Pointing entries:
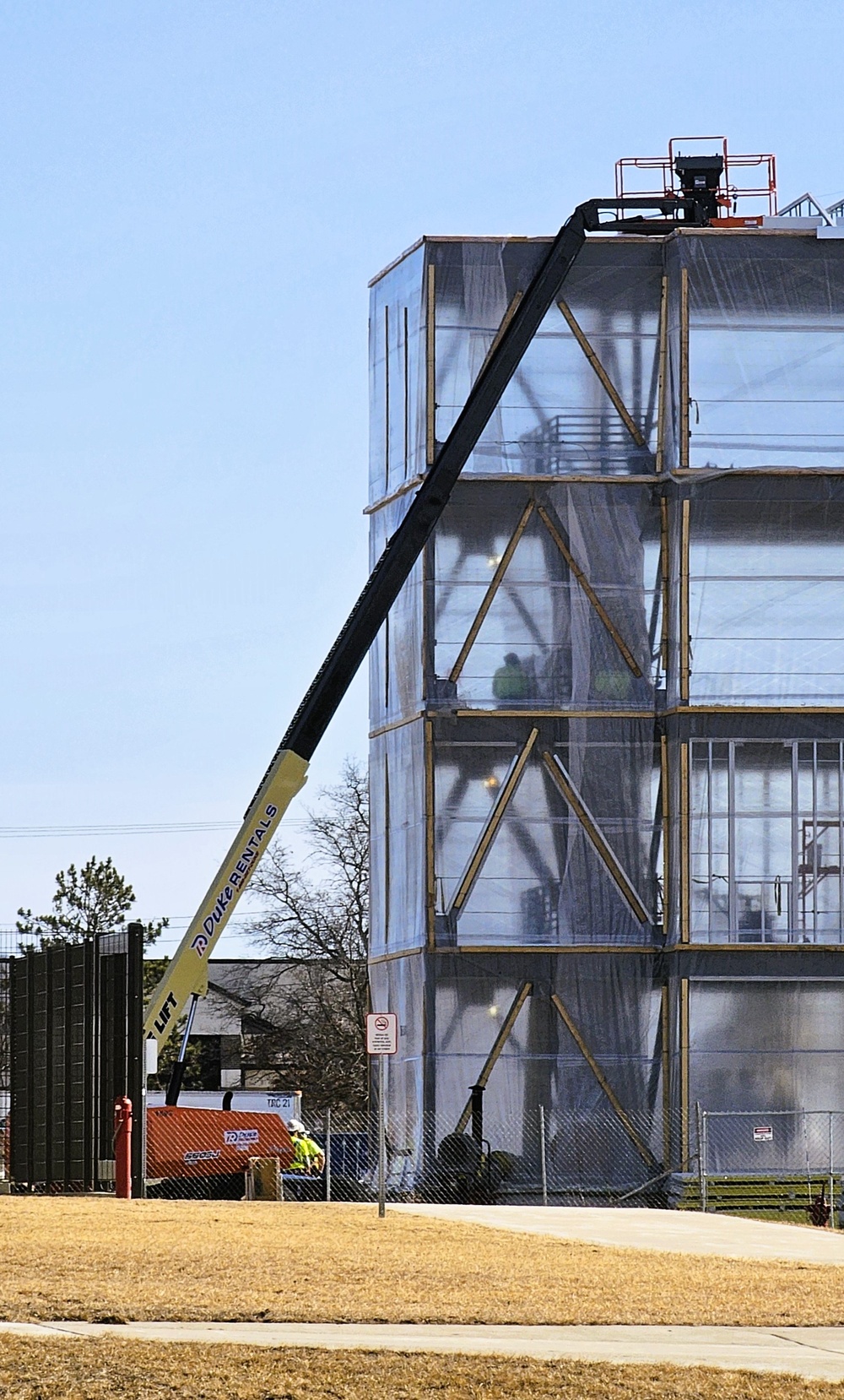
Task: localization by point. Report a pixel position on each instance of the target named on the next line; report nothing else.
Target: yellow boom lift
(187, 976)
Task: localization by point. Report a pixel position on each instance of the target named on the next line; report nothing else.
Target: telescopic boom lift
(187, 976)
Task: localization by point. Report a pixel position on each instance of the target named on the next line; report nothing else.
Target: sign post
(382, 1039)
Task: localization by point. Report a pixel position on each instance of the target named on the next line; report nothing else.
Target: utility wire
(122, 829)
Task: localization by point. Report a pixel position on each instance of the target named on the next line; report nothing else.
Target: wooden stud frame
(684, 638)
(487, 834)
(430, 834)
(623, 1119)
(684, 399)
(684, 840)
(587, 587)
(663, 380)
(497, 1048)
(603, 377)
(684, 1072)
(574, 568)
(430, 367)
(665, 1029)
(663, 576)
(595, 836)
(667, 902)
(493, 589)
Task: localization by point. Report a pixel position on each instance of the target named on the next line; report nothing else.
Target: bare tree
(87, 902)
(316, 917)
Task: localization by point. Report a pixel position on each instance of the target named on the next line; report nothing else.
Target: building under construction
(608, 708)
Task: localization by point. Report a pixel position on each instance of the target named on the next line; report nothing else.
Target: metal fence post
(831, 1178)
(544, 1175)
(327, 1154)
(381, 1137)
(701, 1153)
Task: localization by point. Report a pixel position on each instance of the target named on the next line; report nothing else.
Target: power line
(122, 829)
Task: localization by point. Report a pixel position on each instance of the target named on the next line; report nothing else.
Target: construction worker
(308, 1157)
(510, 682)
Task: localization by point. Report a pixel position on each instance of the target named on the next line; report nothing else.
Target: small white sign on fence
(382, 1032)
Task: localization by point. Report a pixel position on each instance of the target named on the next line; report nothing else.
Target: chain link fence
(539, 1157)
(782, 1164)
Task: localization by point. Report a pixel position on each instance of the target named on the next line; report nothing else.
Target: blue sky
(192, 199)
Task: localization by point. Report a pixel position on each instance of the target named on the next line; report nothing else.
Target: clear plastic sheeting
(461, 1004)
(769, 1045)
(555, 417)
(556, 868)
(565, 581)
(766, 581)
(759, 1142)
(767, 840)
(606, 752)
(766, 323)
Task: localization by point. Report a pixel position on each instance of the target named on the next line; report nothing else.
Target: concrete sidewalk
(815, 1353)
(676, 1232)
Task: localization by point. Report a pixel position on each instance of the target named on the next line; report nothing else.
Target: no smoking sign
(382, 1032)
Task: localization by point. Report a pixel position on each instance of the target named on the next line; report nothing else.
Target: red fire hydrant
(123, 1148)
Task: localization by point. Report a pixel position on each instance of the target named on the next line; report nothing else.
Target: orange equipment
(212, 1142)
(123, 1148)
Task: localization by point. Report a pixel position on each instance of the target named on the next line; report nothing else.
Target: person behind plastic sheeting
(510, 682)
(308, 1157)
(614, 685)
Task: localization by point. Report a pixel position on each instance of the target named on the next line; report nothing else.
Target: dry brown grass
(35, 1370)
(97, 1259)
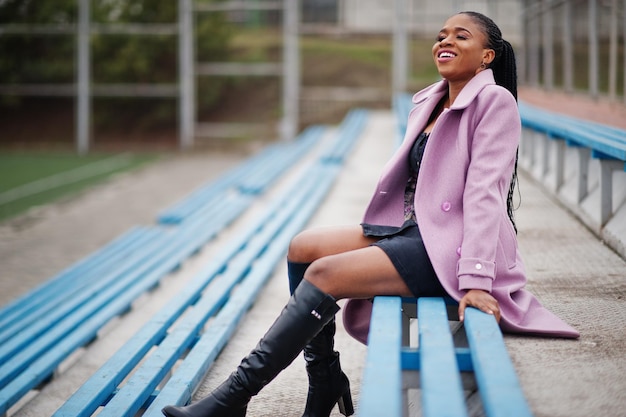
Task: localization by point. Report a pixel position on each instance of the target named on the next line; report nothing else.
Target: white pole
(593, 48)
(186, 74)
(400, 49)
(291, 70)
(568, 60)
(613, 39)
(83, 75)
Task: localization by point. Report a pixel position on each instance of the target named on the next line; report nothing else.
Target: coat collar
(465, 97)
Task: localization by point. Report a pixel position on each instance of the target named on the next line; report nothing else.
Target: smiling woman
(453, 175)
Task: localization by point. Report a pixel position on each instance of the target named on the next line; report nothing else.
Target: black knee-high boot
(328, 385)
(308, 310)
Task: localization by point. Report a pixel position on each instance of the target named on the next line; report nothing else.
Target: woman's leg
(308, 311)
(328, 385)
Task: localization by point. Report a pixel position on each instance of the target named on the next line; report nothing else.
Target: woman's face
(460, 49)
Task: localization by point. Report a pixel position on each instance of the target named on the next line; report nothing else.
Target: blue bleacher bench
(166, 360)
(605, 142)
(41, 329)
(441, 365)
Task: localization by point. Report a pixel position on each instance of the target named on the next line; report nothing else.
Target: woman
(461, 139)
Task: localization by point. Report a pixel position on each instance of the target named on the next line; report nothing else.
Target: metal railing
(183, 89)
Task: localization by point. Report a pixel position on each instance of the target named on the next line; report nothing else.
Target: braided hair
(505, 74)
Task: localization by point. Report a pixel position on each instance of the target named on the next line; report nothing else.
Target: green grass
(30, 179)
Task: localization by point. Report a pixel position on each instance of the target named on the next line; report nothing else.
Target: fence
(83, 90)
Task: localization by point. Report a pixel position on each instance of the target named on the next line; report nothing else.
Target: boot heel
(345, 404)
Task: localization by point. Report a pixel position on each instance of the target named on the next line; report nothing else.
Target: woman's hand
(482, 300)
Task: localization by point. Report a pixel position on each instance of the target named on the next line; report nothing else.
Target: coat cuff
(476, 274)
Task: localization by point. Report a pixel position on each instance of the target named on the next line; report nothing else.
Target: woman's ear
(488, 56)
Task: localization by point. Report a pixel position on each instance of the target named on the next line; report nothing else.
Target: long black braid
(505, 73)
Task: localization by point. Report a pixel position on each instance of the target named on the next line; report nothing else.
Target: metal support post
(291, 70)
(186, 74)
(568, 48)
(548, 46)
(83, 76)
(593, 48)
(400, 49)
(613, 39)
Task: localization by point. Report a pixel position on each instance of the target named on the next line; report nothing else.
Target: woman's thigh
(314, 244)
(359, 273)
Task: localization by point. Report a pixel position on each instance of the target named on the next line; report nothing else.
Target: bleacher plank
(257, 254)
(442, 391)
(500, 391)
(440, 363)
(381, 387)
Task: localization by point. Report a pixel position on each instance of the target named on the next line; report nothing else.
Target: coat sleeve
(492, 158)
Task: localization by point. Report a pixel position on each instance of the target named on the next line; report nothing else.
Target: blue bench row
(178, 336)
(41, 329)
(605, 142)
(436, 366)
(254, 176)
(440, 363)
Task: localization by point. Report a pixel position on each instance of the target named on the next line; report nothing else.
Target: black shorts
(405, 248)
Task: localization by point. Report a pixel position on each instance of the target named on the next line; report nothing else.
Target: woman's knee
(320, 273)
(302, 247)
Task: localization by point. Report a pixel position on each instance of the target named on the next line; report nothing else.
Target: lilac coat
(460, 203)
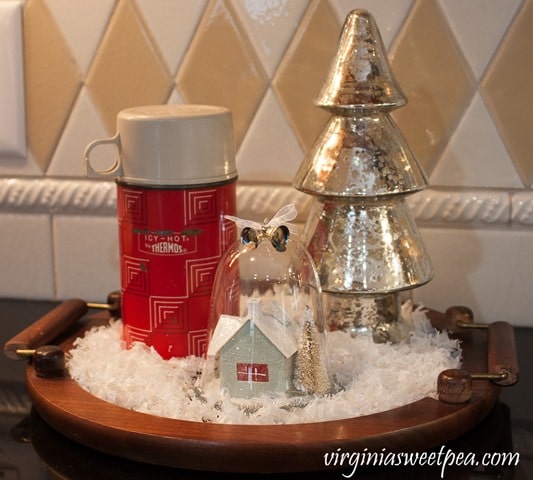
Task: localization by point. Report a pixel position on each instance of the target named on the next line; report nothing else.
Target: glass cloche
(267, 331)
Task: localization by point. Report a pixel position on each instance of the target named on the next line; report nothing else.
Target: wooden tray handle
(47, 328)
(502, 356)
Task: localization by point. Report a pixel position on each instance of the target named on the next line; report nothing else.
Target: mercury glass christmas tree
(360, 170)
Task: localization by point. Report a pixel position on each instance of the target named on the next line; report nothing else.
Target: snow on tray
(371, 377)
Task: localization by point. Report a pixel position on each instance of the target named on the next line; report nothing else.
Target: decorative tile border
(430, 207)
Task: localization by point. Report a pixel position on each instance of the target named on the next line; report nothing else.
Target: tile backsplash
(464, 66)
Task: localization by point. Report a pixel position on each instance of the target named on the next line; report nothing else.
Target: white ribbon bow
(282, 217)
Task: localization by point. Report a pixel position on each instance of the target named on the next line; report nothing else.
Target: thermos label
(167, 243)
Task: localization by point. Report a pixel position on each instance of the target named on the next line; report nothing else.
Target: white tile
(26, 256)
(270, 26)
(479, 26)
(86, 256)
(389, 14)
(173, 26)
(522, 209)
(84, 125)
(263, 160)
(476, 155)
(83, 23)
(12, 118)
(11, 165)
(486, 270)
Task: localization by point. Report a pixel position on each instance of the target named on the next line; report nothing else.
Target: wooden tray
(262, 448)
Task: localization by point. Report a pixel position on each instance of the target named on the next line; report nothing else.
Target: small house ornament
(267, 331)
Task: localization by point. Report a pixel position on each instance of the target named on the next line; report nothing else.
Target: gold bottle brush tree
(360, 231)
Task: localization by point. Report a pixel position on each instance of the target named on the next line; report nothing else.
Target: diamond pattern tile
(82, 25)
(221, 67)
(270, 26)
(479, 40)
(278, 161)
(52, 80)
(507, 88)
(464, 161)
(436, 79)
(304, 68)
(172, 28)
(127, 69)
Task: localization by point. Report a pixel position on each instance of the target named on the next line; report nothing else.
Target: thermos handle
(113, 171)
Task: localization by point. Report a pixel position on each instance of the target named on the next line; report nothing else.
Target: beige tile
(221, 68)
(127, 70)
(52, 81)
(508, 91)
(435, 77)
(304, 68)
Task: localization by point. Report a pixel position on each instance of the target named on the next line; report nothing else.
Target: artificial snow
(370, 377)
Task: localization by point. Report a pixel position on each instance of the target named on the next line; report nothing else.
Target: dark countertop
(30, 449)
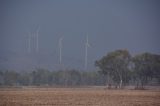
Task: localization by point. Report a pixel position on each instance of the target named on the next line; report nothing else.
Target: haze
(110, 25)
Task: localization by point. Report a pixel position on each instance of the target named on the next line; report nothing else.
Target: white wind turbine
(86, 52)
(60, 50)
(37, 39)
(29, 42)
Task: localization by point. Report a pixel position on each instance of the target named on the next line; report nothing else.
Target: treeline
(43, 77)
(118, 68)
(121, 68)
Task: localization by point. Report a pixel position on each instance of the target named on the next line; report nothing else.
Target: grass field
(78, 97)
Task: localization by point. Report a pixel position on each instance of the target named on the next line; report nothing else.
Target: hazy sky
(110, 25)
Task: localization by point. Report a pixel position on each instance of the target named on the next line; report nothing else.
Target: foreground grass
(78, 97)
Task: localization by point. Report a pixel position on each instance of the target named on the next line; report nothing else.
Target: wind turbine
(60, 50)
(37, 39)
(86, 53)
(29, 42)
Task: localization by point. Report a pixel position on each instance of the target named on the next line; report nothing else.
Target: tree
(115, 66)
(146, 67)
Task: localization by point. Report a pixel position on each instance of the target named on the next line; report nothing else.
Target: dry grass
(78, 97)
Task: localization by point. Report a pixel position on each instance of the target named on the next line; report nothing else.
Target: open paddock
(88, 96)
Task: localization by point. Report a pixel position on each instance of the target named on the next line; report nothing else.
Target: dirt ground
(78, 97)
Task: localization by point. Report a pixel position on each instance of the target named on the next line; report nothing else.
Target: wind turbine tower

Objective:
How many lines in the entries above contain the string "turbine"? Case counts. Give only the number.

Response:
3